• [AIM OF THE TASK]:
Rewrite the section of the Azure Databricks guide starting at "The below script" and ending at "the Resource group.", replacing "unique name" with "distinct name".

=== GIVEN PASSAGE ===

Extend Azure IoT Central with custom analytics using Azure Databricks

This how-to guide shows you how to extend your IoT Central application with custom analytics and visualizations. The example uses an Azure Databricks workspace to analyze the IoT Central telemetry stream and to generate visualizations such as box plots.

This how-to guide shows you how to extend IoT Central beyond what it can already do with the built-in analytics tools.

In this how-to guide, you learn how to:

  • Stream telemetry from an IoT Central application using continuous data export.
  • Create an Azure Databricks environment to analyze and plot device telemetry.

Prerequisites

Run the Script

The below script will create an IoT Central application, Event Hubs namespace, and Databricks workspace in a resource group called eventhubsrg.


# A unique name for the Event Hub Namespace.
eventhubnamespace="your-event-hubs-name-data-bricks"

# A unique name for the IoT Central application.
iotcentralapplicationname="your-app-name-data-bricks"

# A unique name for the Databricks workspace.
databricksworkspace="your-databricks-name-data-bricks"

# Name for the Resource group.
resourcegroup=eventhubsrg

eventhub=centralexport
location=eastus
authrule=ListenSend


#Create a resource group for the IoT Central application.
RESOURCE_GROUP=$(az group create --name $resourcegroup --location $location)

# Create an IoT Central application
IOT_CENTRAL=$(az iot central app create -n $iotcentralapplicationname -g $resourcegroup -s $iotcentralapplicationname -l $location --mi-system-assigned)


# Create an Event Hubs namespace.
az eventhubs namespace create --name $eventhubnamespace --resource-group $resourcegroup -l $location

# Create an Azure Databricks workspace 
DATABRICKS_JSON=$(az databricks workspace create --resource-group $resourcegroupname --name $databricksworkspace --location $location --sku standard)

=== DATASET ===

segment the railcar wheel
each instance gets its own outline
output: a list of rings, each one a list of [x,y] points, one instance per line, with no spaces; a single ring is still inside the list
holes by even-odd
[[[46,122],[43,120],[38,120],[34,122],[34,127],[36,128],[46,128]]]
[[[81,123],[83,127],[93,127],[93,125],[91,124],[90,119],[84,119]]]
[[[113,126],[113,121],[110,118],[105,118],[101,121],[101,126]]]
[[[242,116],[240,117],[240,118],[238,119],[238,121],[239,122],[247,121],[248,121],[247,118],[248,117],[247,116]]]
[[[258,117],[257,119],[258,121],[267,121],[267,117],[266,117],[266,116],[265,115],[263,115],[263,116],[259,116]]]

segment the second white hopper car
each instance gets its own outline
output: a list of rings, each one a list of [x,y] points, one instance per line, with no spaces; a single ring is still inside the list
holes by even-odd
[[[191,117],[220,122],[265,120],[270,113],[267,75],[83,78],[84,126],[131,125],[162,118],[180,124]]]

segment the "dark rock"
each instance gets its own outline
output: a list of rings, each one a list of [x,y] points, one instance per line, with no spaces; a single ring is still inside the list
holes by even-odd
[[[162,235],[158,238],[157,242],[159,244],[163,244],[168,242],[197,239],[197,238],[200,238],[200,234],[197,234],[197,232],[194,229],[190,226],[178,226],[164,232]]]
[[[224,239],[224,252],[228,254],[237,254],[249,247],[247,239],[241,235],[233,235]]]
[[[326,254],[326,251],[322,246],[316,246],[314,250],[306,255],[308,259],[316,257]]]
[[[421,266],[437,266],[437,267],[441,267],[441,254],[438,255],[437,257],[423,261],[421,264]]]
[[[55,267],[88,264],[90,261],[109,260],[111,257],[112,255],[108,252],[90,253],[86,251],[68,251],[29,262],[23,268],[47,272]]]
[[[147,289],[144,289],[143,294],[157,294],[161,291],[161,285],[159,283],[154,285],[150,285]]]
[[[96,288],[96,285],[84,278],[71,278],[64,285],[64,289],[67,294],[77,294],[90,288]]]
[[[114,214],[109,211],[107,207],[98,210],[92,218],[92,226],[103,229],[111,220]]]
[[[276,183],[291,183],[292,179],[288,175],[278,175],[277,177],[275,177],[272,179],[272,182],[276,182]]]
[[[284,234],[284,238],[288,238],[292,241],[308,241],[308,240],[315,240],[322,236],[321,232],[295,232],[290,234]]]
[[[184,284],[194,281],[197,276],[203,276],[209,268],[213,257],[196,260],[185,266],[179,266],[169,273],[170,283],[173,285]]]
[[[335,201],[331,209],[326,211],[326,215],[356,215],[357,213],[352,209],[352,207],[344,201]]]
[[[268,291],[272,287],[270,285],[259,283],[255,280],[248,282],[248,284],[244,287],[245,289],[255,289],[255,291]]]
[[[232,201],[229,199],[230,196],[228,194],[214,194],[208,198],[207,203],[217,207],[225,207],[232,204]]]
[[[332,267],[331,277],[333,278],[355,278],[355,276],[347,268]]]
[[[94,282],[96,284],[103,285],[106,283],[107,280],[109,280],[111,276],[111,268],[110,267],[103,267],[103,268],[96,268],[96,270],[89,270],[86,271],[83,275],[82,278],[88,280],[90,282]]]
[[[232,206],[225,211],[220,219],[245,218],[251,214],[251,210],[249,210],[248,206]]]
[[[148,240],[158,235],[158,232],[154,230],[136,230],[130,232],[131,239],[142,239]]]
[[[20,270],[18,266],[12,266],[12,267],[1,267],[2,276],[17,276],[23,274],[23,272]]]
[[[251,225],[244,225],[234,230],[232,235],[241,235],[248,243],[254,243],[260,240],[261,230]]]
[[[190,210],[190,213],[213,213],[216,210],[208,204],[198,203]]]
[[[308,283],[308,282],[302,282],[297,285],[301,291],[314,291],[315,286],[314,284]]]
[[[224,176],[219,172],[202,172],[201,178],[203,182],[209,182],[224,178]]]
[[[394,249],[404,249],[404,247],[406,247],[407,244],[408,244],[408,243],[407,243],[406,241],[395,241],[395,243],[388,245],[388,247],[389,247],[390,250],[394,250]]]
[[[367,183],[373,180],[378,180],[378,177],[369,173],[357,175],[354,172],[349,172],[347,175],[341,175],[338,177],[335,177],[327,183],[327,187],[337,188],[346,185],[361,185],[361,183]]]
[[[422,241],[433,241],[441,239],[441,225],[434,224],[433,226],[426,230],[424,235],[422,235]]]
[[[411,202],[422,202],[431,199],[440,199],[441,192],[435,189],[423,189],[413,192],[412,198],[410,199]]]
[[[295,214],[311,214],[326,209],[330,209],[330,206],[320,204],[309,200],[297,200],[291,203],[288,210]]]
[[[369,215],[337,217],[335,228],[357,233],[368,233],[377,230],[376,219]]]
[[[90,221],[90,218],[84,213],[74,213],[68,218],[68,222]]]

===

• [ANSWER TO THIS PROBLEM]:
The below script will create an IoT Central application, Event Hubs namespace, and Databricks workspace in a resource group called eventhubsrg.


# A distinct name for the Event Hub Namespace.
eventhubnamespace="your-event-hubs-name-data-bricks"

# A distinct name for the IoT Central application.
iotcentralapplicationname="your-app-name-data-bricks"

# A distinct name for the Databricks workspace.
databricksworkspace="your-databricks-name-data-bricks"

# Name for the Resource group.